# Problems and tasks
(1) From the essay on village bar hours below, list every thing that it says a person would be pulled away from by going to war.
(2) Resume the essay on village bar hours below, starting right after its final sentence.

══ Given text ══

Bernard Simon's neat straight question has been on Facebook since the time of quill pens:
What happens if village A says it wants to keep the bars open beyond midnight, but neighbouring village B complains that the late-night drinkers are disturbing the peace (and worse!) on their way home? Who should prevail?
After due obeisance, apologies, hara-kiri – forgive me Bernard that I was asleep on the job – here is your neat straight answer:
Just count the early sleepers in Village B and the late drinkers in Village A. If the differential is < 1:1.5 the protestors win but if it is >1:3 the status quo wins and between 1.5001 and 1.2999 Rule A applies Mondays to Wednesdays in winter time except months with an R while disputes are prohibited on Sunday provided that Village B pays penalties at a ratio of 2:1 when its people sneak to Village A's bar after 22.00 offset by a 31.6% levy on motorbikes over 500cc running at more than 3 000 revs.
Um, well, no. Sorry, Bernard, I'm indulging the standard ou who says (after two minutes of D2) "impossible, much too complicated". I know you're not saying that, but a corner of your mind suspects an obstacle-course at hand.
Actually, if you take the "the people rule" literally, and work everything back to that, nothing is complicated. That principle accommodates every conflict of laws and its foundation is always the same thing: this is people ruling, not leaders ruling.
People, or anyway majorities, want peace before they want a Bar Hours War. When leaders have declared a war you get chest-beating and support-our-boys. Asked over loudspeakers, with rhetoric and martial music and hard eyes watching for who is not looking keen, you can get war by acclaim. But if people choose one by one, alone in a polling booth, nobody looking over their shoulder, the option of being pulled away from earnings and spouse's bed and soccer practice and the TV couch to risk having your head blown off will always come second to the option of negotiations.

═══
══ Data lines ══

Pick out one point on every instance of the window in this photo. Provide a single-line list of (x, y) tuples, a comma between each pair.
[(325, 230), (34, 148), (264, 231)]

═══

# Answers by task
(1)
- earnings
- spouse's bed
- soccer practice
- the TV couch

(2)
That's all, Bernard. A ballot produces better decisions than a crowd. A million people picking a Big Man is bottom level ballot. A nuanced ballot – various leaders, easier recall, local clout – is up the scale. D2 is the next step higher; you're never a supplicant seeking permission to pursue your aims, you're your own small pin-point of power.
We know then about Village A and Village B that the argument proceeds by natural steps. If A's proposal offends B, B first makes representations and then if necessary makes its own rules, like speed traps or noise traps on its through roads. The more heated the issue gets the more new people play a role – people who never cared about bar-hours start caring about being inconvenienced, or being blamed for inconveniencing the other village. Dissidents get in touch, and investigate recalls. If the broader region is inconvenienced, it uses its powers in its own natural way, possibly penalising or threatening to penalise an obstructive village. All we can know is the only two things we need to know. First, the logic of the system amply permits the law in any one place at any one time to be knowable. Second, a law will exist precisely to the extent that its existence is a net plus to the people affected by it.
Bernard, thank you again for Echo. Echo is lifeblood to D2. All echo is great, but while the echo that says "right on" is warming, the echo that says "hey, but...?" gives growth. Merci!

I just want to quote the most succinct comment yet made on the reason we should support D2. Ok ok, so you wrote it. But it is now rewritten for emphasis. This really is the nub of the argument, as far as I can tell.
"People, or anyway majorities, want peace before they want a Bar Hours War. When leaders have declared a war you get chest-beating and support-our-boys. Asked over loudspeakers, with rhetoric and martial music and hard eyes watching for who is not looking keen, you can get war by acclaim. But if people choose one by one, alone in a polling booth, nobody looking over their shoulder, the option of being pulled away from earnings and spouse's bed and soccer practice and the TV couch to risk having your head blown off will always come second to the option of negotiations."
It is going to be the seminal quote of the 21st century, in much the same way as the try of Mannetjies Roux in the 1970's set fire to a sector of SA's imagination, and spawned the lyrics of love in todays song "Stuur groete aan...."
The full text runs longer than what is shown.